*Exercise details*
Please restate, word for word, each line from the one containing "Can you find the wooden" through the end of the entries below.

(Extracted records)
——————
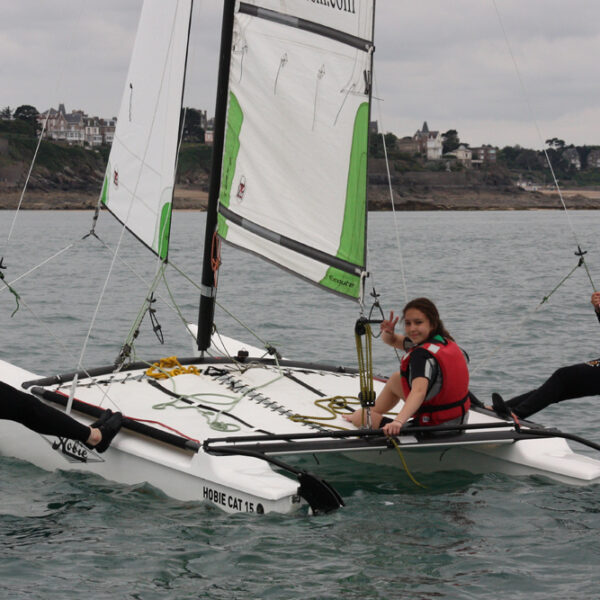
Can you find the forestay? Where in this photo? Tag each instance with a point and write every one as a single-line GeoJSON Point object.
{"type": "Point", "coordinates": [138, 186]}
{"type": "Point", "coordinates": [293, 186]}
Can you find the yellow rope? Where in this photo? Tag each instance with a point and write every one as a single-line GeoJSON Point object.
{"type": "Point", "coordinates": [169, 367]}
{"type": "Point", "coordinates": [332, 405]}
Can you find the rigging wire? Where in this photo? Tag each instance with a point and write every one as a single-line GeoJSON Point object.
{"type": "Point", "coordinates": [391, 192]}
{"type": "Point", "coordinates": [133, 195]}
{"type": "Point", "coordinates": [58, 85]}
{"type": "Point", "coordinates": [541, 139]}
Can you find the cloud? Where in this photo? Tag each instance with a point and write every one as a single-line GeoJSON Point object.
{"type": "Point", "coordinates": [444, 61]}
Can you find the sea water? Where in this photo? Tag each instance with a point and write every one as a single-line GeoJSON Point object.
{"type": "Point", "coordinates": [67, 535]}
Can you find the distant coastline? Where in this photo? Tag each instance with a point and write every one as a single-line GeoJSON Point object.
{"type": "Point", "coordinates": [193, 198]}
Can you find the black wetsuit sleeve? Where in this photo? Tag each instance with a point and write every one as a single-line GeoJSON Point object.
{"type": "Point", "coordinates": [26, 409]}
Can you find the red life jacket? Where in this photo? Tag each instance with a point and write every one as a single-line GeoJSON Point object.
{"type": "Point", "coordinates": [452, 401]}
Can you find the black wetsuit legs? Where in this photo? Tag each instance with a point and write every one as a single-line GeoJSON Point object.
{"type": "Point", "coordinates": [24, 408]}
{"type": "Point", "coordinates": [566, 383]}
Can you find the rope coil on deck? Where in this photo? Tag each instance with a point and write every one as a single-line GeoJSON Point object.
{"type": "Point", "coordinates": [170, 367]}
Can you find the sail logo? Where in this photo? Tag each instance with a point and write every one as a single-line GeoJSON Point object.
{"type": "Point", "coordinates": [74, 451]}
{"type": "Point", "coordinates": [342, 5]}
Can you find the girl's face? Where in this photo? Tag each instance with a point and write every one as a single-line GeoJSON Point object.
{"type": "Point", "coordinates": [417, 326]}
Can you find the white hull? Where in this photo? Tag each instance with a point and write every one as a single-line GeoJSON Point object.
{"type": "Point", "coordinates": [265, 397]}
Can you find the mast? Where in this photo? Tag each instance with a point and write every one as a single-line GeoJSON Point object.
{"type": "Point", "coordinates": [206, 311]}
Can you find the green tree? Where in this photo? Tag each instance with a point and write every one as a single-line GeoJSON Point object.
{"type": "Point", "coordinates": [555, 143]}
{"type": "Point", "coordinates": [451, 141]}
{"type": "Point", "coordinates": [28, 113]}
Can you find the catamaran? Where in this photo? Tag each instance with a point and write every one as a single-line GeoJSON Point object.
{"type": "Point", "coordinates": [288, 185]}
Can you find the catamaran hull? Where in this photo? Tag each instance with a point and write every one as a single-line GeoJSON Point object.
{"type": "Point", "coordinates": [201, 478]}
{"type": "Point", "coordinates": [247, 483]}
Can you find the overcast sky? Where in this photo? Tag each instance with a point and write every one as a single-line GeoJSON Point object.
{"type": "Point", "coordinates": [443, 61]}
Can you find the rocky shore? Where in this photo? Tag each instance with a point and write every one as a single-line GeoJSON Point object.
{"type": "Point", "coordinates": [190, 198]}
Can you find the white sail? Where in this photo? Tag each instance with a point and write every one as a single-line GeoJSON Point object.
{"type": "Point", "coordinates": [293, 187]}
{"type": "Point", "coordinates": [138, 186]}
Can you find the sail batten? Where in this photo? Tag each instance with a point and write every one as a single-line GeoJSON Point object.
{"type": "Point", "coordinates": [289, 243]}
{"type": "Point", "coordinates": [310, 26]}
{"type": "Point", "coordinates": [293, 183]}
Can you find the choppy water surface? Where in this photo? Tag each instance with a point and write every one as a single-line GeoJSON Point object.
{"type": "Point", "coordinates": [63, 535]}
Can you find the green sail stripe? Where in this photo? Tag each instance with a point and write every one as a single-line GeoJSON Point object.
{"type": "Point", "coordinates": [235, 118]}
{"type": "Point", "coordinates": [352, 239]}
{"type": "Point", "coordinates": [342, 282]}
{"type": "Point", "coordinates": [164, 231]}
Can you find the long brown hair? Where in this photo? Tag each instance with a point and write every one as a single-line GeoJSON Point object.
{"type": "Point", "coordinates": [428, 308]}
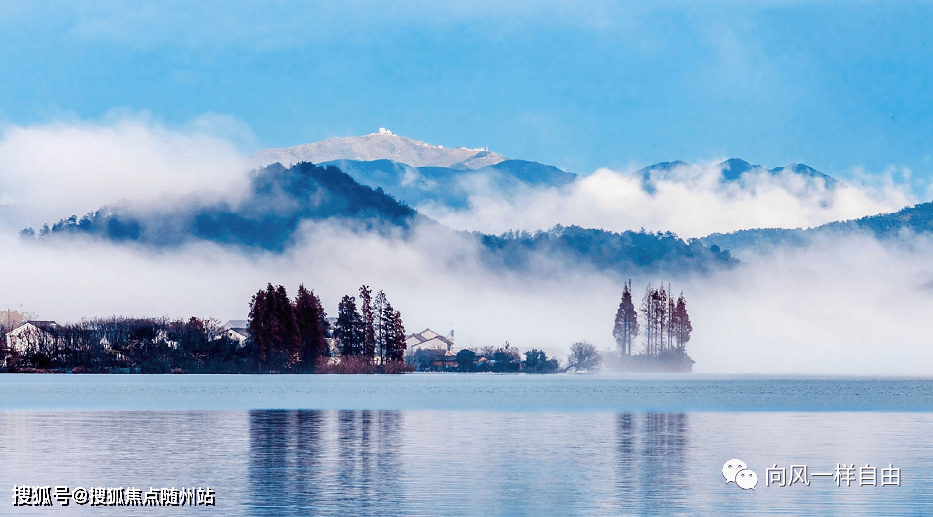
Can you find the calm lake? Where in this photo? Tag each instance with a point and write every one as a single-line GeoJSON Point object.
{"type": "Point", "coordinates": [473, 444]}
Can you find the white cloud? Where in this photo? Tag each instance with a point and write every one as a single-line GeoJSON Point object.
{"type": "Point", "coordinates": [54, 170]}
{"type": "Point", "coordinates": [688, 200]}
{"type": "Point", "coordinates": [841, 306]}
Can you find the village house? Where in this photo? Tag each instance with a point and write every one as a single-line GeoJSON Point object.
{"type": "Point", "coordinates": [427, 339]}
{"type": "Point", "coordinates": [28, 337]}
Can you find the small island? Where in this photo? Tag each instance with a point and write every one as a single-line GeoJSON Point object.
{"type": "Point", "coordinates": [284, 335]}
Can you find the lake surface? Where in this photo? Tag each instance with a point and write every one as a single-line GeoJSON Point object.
{"type": "Point", "coordinates": [449, 444]}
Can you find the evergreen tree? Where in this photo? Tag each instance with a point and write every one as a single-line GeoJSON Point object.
{"type": "Point", "coordinates": [259, 323]}
{"type": "Point", "coordinates": [681, 324]}
{"type": "Point", "coordinates": [310, 317]}
{"type": "Point", "coordinates": [626, 323]}
{"type": "Point", "coordinates": [369, 333]}
{"type": "Point", "coordinates": [380, 324]}
{"type": "Point", "coordinates": [349, 328]}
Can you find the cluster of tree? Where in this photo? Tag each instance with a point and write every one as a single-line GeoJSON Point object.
{"type": "Point", "coordinates": [146, 345]}
{"type": "Point", "coordinates": [288, 335]}
{"type": "Point", "coordinates": [583, 357]}
{"type": "Point", "coordinates": [665, 323]}
{"type": "Point", "coordinates": [263, 221]}
{"type": "Point", "coordinates": [620, 252]}
{"type": "Point", "coordinates": [374, 332]}
{"type": "Point", "coordinates": [293, 335]}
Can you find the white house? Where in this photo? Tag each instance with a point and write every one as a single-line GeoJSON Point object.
{"type": "Point", "coordinates": [240, 335]}
{"type": "Point", "coordinates": [428, 339]}
{"type": "Point", "coordinates": [28, 337]}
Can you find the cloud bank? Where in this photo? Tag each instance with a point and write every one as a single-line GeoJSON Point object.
{"type": "Point", "coordinates": [55, 170]}
{"type": "Point", "coordinates": [690, 200]}
{"type": "Point", "coordinates": [842, 305]}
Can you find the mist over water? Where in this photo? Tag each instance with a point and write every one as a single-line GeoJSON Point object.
{"type": "Point", "coordinates": [844, 304]}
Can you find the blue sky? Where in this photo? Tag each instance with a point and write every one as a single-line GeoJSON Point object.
{"type": "Point", "coordinates": [841, 86]}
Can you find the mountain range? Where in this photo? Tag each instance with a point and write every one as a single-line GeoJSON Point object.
{"type": "Point", "coordinates": [370, 184]}
{"type": "Point", "coordinates": [423, 174]}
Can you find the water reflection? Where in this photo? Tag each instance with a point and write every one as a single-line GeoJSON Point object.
{"type": "Point", "coordinates": [651, 450]}
{"type": "Point", "coordinates": [315, 462]}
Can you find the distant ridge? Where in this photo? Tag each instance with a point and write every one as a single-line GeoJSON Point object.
{"type": "Point", "coordinates": [380, 146]}
{"type": "Point", "coordinates": [734, 169]}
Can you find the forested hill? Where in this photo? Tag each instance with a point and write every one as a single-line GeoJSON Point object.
{"type": "Point", "coordinates": [608, 251]}
{"type": "Point", "coordinates": [281, 198]}
{"type": "Point", "coordinates": [916, 219]}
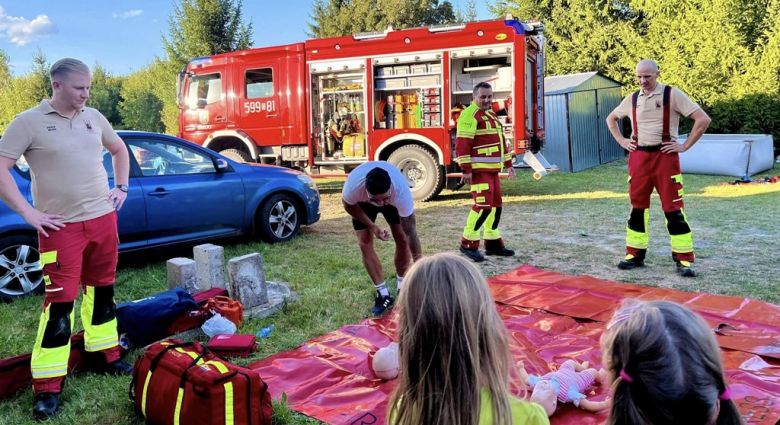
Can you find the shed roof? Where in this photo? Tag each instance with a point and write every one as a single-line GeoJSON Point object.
{"type": "Point", "coordinates": [561, 84]}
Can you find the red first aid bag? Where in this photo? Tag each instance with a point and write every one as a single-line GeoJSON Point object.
{"type": "Point", "coordinates": [233, 345]}
{"type": "Point", "coordinates": [177, 382]}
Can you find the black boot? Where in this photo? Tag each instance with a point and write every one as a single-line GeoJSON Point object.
{"type": "Point", "coordinates": [474, 254]}
{"type": "Point", "coordinates": [46, 406]}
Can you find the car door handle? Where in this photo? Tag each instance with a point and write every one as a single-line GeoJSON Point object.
{"type": "Point", "coordinates": [159, 192]}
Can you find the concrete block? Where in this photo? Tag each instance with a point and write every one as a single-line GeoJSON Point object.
{"type": "Point", "coordinates": [210, 265]}
{"type": "Point", "coordinates": [247, 280]}
{"type": "Point", "coordinates": [181, 273]}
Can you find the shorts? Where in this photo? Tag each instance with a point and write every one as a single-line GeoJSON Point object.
{"type": "Point", "coordinates": [389, 212]}
{"type": "Point", "coordinates": [83, 253]}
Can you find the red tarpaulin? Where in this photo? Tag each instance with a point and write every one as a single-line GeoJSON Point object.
{"type": "Point", "coordinates": [551, 318]}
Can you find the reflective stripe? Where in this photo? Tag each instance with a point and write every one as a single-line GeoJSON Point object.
{"type": "Point", "coordinates": [177, 411]}
{"type": "Point", "coordinates": [485, 159]}
{"type": "Point", "coordinates": [636, 239]}
{"type": "Point", "coordinates": [487, 151]}
{"type": "Point", "coordinates": [48, 258]}
{"type": "Point", "coordinates": [479, 187]}
{"type": "Point", "coordinates": [49, 371]}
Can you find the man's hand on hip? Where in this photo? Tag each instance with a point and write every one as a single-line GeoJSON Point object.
{"type": "Point", "coordinates": [383, 235]}
{"type": "Point", "coordinates": [672, 146]}
{"type": "Point", "coordinates": [627, 144]}
{"type": "Point", "coordinates": [117, 198]}
{"type": "Point", "coordinates": [41, 220]}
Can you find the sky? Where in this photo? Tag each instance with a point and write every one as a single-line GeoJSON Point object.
{"type": "Point", "coordinates": [123, 36]}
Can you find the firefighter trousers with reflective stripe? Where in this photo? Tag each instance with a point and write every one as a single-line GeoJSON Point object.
{"type": "Point", "coordinates": [80, 255]}
{"type": "Point", "coordinates": [660, 171]}
{"type": "Point", "coordinates": [485, 213]}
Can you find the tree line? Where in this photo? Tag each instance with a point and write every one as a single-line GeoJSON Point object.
{"type": "Point", "coordinates": [724, 53]}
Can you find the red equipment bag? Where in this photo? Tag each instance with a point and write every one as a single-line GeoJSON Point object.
{"type": "Point", "coordinates": [177, 382]}
{"type": "Point", "coordinates": [229, 309]}
{"type": "Point", "coordinates": [232, 345]}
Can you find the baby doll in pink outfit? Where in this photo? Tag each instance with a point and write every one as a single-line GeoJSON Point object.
{"type": "Point", "coordinates": [568, 384]}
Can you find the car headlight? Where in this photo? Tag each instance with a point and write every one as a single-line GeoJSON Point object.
{"type": "Point", "coordinates": [308, 181]}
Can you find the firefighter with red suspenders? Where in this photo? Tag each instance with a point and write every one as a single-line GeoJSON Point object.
{"type": "Point", "coordinates": [482, 153]}
{"type": "Point", "coordinates": [654, 162]}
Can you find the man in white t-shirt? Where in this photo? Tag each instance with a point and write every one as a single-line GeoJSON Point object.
{"type": "Point", "coordinates": [373, 188]}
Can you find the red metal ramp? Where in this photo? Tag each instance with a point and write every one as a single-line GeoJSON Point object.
{"type": "Point", "coordinates": [551, 317]}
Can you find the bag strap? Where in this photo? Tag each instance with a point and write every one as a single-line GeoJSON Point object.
{"type": "Point", "coordinates": [665, 136]}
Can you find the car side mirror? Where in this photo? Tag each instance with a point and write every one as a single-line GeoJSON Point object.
{"type": "Point", "coordinates": [221, 165]}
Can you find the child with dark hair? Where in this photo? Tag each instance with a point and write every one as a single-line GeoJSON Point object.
{"type": "Point", "coordinates": [455, 363]}
{"type": "Point", "coordinates": [666, 368]}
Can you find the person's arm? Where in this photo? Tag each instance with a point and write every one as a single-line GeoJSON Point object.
{"type": "Point", "coordinates": [409, 224]}
{"type": "Point", "coordinates": [358, 214]}
{"type": "Point", "coordinates": [595, 406]}
{"type": "Point", "coordinates": [10, 195]}
{"type": "Point", "coordinates": [627, 144]}
{"type": "Point", "coordinates": [121, 160]}
{"type": "Point", "coordinates": [701, 122]}
{"type": "Point", "coordinates": [464, 140]}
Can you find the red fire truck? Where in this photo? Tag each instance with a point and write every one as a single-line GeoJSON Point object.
{"type": "Point", "coordinates": [328, 105]}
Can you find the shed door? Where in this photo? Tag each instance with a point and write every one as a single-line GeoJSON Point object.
{"type": "Point", "coordinates": [583, 127]}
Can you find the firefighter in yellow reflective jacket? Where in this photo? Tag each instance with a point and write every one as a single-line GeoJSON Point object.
{"type": "Point", "coordinates": [75, 215]}
{"type": "Point", "coordinates": [482, 152]}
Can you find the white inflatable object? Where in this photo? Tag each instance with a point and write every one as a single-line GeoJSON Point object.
{"type": "Point", "coordinates": [386, 362]}
{"type": "Point", "coordinates": [728, 154]}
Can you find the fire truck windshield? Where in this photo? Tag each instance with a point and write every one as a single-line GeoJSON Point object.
{"type": "Point", "coordinates": [197, 91]}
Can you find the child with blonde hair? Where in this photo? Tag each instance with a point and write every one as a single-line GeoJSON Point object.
{"type": "Point", "coordinates": [666, 368]}
{"type": "Point", "coordinates": [454, 352]}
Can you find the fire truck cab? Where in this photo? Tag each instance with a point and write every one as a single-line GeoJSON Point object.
{"type": "Point", "coordinates": [328, 105]}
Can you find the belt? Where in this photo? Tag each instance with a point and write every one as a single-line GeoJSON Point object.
{"type": "Point", "coordinates": [655, 148]}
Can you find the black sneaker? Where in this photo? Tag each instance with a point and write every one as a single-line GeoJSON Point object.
{"type": "Point", "coordinates": [630, 262]}
{"type": "Point", "coordinates": [684, 269]}
{"type": "Point", "coordinates": [474, 254]}
{"type": "Point", "coordinates": [46, 406]}
{"type": "Point", "coordinates": [503, 252]}
{"type": "Point", "coordinates": [382, 303]}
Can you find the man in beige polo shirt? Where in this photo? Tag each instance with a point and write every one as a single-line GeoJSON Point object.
{"type": "Point", "coordinates": [654, 162]}
{"type": "Point", "coordinates": [75, 215]}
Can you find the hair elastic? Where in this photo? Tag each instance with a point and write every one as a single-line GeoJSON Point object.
{"type": "Point", "coordinates": [725, 395]}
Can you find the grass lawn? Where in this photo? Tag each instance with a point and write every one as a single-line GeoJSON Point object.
{"type": "Point", "coordinates": [570, 223]}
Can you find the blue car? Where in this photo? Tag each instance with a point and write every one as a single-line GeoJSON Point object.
{"type": "Point", "coordinates": [179, 193]}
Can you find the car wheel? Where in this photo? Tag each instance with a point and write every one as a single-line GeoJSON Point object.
{"type": "Point", "coordinates": [20, 270]}
{"type": "Point", "coordinates": [419, 166]}
{"type": "Point", "coordinates": [278, 219]}
{"type": "Point", "coordinates": [236, 155]}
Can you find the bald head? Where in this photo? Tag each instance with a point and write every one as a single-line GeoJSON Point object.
{"type": "Point", "coordinates": [647, 75]}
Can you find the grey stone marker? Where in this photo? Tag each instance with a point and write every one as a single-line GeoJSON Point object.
{"type": "Point", "coordinates": [181, 272]}
{"type": "Point", "coordinates": [210, 265]}
{"type": "Point", "coordinates": [247, 280]}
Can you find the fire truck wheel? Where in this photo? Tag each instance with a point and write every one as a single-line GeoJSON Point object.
{"type": "Point", "coordinates": [236, 155]}
{"type": "Point", "coordinates": [419, 166]}
{"type": "Point", "coordinates": [278, 219]}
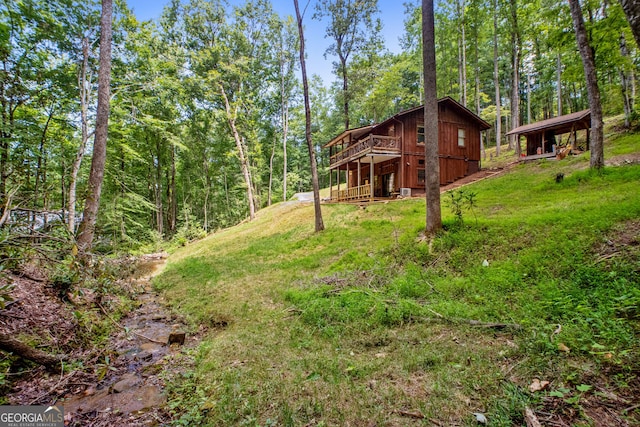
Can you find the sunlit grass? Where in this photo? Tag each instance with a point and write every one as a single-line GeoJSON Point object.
{"type": "Point", "coordinates": [369, 323]}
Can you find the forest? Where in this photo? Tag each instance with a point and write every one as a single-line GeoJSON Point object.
{"type": "Point", "coordinates": [206, 102]}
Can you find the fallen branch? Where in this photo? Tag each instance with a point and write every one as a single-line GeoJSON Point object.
{"type": "Point", "coordinates": [471, 322]}
{"type": "Point", "coordinates": [55, 386]}
{"type": "Point", "coordinates": [19, 348]}
{"type": "Point", "coordinates": [530, 418]}
{"type": "Point", "coordinates": [416, 415]}
{"type": "Point", "coordinates": [126, 329]}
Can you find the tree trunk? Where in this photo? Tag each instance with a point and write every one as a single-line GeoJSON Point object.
{"type": "Point", "coordinates": [496, 76]}
{"type": "Point", "coordinates": [319, 224]}
{"type": "Point", "coordinates": [96, 176]}
{"type": "Point", "coordinates": [18, 348]}
{"type": "Point", "coordinates": [157, 189]}
{"type": "Point", "coordinates": [84, 125]}
{"type": "Point", "coordinates": [462, 54]}
{"type": "Point", "coordinates": [432, 161]}
{"type": "Point", "coordinates": [285, 131]}
{"type": "Point", "coordinates": [244, 164]}
{"type": "Point", "coordinates": [345, 92]}
{"type": "Point", "coordinates": [515, 76]}
{"type": "Point", "coordinates": [624, 83]}
{"type": "Point", "coordinates": [273, 154]}
{"type": "Point", "coordinates": [588, 62]}
{"type": "Point", "coordinates": [173, 197]}
{"type": "Point", "coordinates": [632, 11]}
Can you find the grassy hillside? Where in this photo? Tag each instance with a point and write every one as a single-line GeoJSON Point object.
{"type": "Point", "coordinates": [369, 323]}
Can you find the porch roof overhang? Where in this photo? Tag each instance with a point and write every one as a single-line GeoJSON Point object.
{"type": "Point", "coordinates": [559, 125]}
{"type": "Point", "coordinates": [350, 135]}
{"type": "Point", "coordinates": [367, 157]}
{"type": "Point", "coordinates": [447, 100]}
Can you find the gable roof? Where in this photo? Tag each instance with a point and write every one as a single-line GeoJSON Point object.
{"type": "Point", "coordinates": [561, 124]}
{"type": "Point", "coordinates": [356, 133]}
{"type": "Point", "coordinates": [453, 104]}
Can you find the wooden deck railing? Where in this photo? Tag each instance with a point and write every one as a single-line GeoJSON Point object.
{"type": "Point", "coordinates": [353, 193]}
{"type": "Point", "coordinates": [372, 143]}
——————
*Finished exercise*
Can you find the wooden deck railing? Where in this photo? Tag each instance with a point and write every one as a single-line GeoJSON Point object.
{"type": "Point", "coordinates": [353, 193]}
{"type": "Point", "coordinates": [372, 143]}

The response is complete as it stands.